WORK TO BE COMPLETED:
Scan the entries below and return each line that contains "saucepan".

MATERIAL FOR THE TASK: Begin

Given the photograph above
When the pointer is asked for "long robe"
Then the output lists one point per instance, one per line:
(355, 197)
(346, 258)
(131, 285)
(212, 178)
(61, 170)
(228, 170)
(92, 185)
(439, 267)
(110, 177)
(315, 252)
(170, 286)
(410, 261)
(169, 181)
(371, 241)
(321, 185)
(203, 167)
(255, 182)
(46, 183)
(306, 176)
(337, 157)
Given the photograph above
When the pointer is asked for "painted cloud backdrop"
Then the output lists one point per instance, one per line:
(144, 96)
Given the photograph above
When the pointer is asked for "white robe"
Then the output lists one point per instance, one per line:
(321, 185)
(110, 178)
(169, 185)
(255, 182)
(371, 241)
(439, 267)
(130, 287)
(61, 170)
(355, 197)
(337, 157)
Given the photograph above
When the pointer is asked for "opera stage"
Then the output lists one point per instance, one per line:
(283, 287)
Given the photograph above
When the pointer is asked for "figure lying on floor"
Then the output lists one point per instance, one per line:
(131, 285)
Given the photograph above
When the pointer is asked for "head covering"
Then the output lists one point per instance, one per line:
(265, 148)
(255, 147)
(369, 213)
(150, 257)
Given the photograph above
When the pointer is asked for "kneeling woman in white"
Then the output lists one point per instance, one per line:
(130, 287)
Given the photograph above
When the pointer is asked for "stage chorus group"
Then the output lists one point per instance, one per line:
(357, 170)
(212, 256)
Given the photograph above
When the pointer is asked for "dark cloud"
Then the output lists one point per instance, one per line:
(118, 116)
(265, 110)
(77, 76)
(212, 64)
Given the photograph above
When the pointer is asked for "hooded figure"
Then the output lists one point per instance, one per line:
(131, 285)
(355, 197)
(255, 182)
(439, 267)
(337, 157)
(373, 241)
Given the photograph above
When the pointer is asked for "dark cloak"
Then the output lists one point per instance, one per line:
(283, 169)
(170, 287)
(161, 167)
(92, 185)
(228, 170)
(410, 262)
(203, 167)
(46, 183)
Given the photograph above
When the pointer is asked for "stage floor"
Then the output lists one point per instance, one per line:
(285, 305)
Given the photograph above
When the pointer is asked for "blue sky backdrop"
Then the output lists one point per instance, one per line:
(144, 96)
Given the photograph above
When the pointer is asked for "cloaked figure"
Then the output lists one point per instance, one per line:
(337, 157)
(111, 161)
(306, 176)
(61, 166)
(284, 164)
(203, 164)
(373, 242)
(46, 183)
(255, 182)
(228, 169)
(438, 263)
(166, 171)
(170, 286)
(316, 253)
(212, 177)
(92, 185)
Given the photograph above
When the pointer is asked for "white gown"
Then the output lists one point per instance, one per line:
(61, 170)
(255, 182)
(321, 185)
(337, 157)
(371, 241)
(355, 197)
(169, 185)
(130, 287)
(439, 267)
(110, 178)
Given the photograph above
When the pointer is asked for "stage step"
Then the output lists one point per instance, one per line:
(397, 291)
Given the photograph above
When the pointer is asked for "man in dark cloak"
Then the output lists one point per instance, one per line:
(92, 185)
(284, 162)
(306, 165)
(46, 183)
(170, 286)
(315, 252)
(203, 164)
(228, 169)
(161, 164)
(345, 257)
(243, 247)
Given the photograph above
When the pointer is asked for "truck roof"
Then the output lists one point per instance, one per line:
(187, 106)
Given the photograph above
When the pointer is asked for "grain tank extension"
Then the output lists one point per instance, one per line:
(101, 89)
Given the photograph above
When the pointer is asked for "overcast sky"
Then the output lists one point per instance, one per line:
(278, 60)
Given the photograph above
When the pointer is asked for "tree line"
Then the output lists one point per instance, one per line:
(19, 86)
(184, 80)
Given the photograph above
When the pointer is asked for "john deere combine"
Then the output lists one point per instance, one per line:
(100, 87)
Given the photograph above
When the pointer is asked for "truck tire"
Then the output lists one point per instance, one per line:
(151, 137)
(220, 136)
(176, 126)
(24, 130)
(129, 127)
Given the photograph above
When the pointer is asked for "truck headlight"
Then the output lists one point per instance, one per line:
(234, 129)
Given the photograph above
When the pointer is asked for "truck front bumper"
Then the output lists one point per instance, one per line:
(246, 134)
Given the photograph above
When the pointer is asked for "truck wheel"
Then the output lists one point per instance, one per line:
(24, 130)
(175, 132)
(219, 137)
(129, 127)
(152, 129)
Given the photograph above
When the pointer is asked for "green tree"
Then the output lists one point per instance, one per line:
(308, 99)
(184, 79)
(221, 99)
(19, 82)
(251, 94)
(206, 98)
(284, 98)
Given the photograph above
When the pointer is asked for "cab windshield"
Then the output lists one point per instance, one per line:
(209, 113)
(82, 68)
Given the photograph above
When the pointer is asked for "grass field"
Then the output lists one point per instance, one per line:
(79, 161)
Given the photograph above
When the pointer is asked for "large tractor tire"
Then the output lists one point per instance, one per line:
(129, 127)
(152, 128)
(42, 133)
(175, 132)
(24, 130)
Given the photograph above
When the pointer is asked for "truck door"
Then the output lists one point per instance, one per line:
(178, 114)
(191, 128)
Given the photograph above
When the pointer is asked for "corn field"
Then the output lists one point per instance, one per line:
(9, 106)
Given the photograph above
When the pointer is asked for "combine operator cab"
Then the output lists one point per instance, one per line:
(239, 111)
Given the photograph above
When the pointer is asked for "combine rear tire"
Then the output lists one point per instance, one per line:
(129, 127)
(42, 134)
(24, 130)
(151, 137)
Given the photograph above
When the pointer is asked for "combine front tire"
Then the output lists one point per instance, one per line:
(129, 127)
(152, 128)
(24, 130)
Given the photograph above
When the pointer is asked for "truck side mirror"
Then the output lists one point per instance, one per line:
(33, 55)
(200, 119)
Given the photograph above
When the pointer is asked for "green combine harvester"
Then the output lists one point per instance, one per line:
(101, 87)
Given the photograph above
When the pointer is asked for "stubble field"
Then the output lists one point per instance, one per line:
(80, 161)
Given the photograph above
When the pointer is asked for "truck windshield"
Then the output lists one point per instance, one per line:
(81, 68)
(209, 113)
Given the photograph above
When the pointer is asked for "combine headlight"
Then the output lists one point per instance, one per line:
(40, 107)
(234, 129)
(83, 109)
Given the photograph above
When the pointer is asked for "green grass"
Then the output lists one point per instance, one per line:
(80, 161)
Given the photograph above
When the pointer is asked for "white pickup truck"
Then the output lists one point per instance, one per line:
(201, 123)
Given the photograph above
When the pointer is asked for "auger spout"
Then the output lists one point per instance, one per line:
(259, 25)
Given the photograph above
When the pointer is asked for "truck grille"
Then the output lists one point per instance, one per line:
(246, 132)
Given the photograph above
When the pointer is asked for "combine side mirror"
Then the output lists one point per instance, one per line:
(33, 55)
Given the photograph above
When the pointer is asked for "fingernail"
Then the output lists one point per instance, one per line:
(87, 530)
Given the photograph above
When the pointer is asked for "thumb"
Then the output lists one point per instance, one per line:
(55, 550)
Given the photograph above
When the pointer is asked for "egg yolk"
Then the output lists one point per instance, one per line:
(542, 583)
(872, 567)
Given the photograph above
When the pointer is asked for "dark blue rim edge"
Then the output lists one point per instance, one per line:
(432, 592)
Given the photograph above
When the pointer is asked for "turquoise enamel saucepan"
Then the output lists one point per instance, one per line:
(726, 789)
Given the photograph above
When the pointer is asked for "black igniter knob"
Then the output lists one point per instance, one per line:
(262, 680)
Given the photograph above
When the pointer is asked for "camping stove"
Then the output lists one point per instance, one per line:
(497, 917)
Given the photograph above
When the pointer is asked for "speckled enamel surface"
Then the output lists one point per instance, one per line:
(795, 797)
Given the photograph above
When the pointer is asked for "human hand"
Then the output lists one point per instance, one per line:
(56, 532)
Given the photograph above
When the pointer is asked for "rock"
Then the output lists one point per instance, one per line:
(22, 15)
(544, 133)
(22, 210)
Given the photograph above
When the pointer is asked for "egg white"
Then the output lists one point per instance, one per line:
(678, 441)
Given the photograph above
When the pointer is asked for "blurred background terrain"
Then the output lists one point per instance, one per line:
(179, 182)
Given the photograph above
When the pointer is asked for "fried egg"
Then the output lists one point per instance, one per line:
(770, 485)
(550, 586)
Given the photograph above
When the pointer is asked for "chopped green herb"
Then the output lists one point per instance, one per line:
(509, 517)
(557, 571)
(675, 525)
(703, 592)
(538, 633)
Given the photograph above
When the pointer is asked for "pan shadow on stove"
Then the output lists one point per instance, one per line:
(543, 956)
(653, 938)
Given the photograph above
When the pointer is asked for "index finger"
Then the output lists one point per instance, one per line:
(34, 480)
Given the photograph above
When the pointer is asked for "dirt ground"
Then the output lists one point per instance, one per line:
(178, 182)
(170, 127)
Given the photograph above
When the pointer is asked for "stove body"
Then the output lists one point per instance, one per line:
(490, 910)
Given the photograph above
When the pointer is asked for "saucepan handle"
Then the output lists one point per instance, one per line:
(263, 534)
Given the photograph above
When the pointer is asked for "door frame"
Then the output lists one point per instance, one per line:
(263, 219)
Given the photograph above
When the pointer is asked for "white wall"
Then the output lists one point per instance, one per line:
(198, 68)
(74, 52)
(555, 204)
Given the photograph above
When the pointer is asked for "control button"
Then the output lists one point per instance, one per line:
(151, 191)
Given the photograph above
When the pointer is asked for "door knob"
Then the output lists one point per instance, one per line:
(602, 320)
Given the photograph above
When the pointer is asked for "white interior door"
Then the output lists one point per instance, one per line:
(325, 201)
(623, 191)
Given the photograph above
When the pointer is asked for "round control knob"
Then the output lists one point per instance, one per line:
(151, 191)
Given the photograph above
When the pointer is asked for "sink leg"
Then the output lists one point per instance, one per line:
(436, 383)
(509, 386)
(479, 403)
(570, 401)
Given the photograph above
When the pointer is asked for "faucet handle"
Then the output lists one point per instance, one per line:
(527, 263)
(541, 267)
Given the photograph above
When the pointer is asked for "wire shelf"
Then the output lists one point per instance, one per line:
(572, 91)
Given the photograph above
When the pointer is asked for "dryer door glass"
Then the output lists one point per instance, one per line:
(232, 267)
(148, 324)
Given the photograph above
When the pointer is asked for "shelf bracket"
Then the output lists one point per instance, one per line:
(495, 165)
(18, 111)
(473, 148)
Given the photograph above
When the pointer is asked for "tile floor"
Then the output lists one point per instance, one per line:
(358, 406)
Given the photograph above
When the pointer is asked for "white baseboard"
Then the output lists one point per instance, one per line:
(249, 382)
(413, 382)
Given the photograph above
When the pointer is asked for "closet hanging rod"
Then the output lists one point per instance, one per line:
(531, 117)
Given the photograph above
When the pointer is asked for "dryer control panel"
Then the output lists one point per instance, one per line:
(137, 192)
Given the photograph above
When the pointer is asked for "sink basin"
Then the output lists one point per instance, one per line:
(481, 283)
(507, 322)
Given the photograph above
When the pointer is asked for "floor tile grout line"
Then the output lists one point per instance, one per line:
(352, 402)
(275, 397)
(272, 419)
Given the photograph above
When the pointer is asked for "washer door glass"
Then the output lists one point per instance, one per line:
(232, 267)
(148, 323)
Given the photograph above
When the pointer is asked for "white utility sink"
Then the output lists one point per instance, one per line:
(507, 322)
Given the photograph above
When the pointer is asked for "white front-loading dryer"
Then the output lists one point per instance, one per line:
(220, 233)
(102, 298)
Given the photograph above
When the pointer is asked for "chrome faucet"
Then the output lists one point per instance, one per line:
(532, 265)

MATERIAL FOR THE TASK: End

REPLY:
When the pointer is asked for "turquoise enamel saucepan"
When the pointer is asked for "saucepan handle"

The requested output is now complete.